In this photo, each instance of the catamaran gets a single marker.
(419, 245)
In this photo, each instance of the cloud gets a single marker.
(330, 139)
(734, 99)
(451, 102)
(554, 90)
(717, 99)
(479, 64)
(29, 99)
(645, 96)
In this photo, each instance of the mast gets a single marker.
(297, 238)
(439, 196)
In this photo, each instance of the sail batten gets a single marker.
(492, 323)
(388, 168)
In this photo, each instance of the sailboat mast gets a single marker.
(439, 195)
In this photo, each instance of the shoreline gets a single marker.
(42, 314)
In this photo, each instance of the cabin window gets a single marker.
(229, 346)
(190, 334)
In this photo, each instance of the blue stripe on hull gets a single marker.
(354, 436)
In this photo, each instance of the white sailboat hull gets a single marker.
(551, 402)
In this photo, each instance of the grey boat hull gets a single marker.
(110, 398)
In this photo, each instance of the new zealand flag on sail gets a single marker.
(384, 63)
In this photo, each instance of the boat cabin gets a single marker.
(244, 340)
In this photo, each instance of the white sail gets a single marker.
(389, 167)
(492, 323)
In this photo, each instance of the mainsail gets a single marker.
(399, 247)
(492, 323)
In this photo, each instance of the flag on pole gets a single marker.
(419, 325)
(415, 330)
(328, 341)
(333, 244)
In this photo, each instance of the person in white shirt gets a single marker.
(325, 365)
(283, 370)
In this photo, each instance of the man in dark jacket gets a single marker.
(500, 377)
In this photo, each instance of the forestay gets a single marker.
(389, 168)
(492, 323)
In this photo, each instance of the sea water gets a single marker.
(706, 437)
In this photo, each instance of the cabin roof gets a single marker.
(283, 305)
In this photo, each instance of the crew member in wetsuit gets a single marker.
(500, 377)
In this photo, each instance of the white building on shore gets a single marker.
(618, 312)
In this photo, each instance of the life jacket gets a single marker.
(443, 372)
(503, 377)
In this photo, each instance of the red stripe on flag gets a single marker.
- - -
■ **WORK TO BE COMPLETED**:
Copy out the stretch of records from the line containing "In this photo, each instance of the blue" through the end of the records, keeping every line including the requests. Move each point in the answers by adding -144 to both of its coordinates.

■ **EXERCISE ANSWER**:
In this photo, each instance of the blue stripe on hull gets a single marker.
(210, 292)
In this photo, each instance of the white sailboat hull gets a single marker.
(407, 258)
In this photo, each instance of the grey boat hull gets a single marker.
(-34, 254)
In this photo, each instance of the new zealand flag on sail gets a single marker.
(240, -81)
In this photo, each instance of the boat cabin gets a single marker.
(100, 196)
In this photo, each instance of the white sail gets a single marker.
(245, 23)
(348, 179)
In this photo, each instance of the mainsail gets a single marker.
(255, 103)
(348, 179)
In this photo, each instance of the flag on pole gets a single marker.
(275, 181)
(271, 186)
(184, 197)
(189, 100)
In this photo, each instance of the person in white shirt gets a single marker.
(181, 221)
(139, 226)
In this photo, each instance of the man in dark jacket gets a single marker.
(356, 233)
In this photo, each instance of the forestay gets a single marker.
(245, 24)
(348, 179)
In this photo, each instance of the sea water gets a single marker.
(562, 293)
In this photo, each instance of the cabin roof gets a single marker.
(139, 161)
In this photo, each instance of the crew member in wetsuit gets a single marker.
(356, 233)
In this photo, each instance of the white building on shore gets a single marker.
(474, 168)
In this photo, each instance of the life jacket gets a single marker.
(299, 228)
(359, 233)
In this photo, each instance of the red stripe on flag gets a single marker.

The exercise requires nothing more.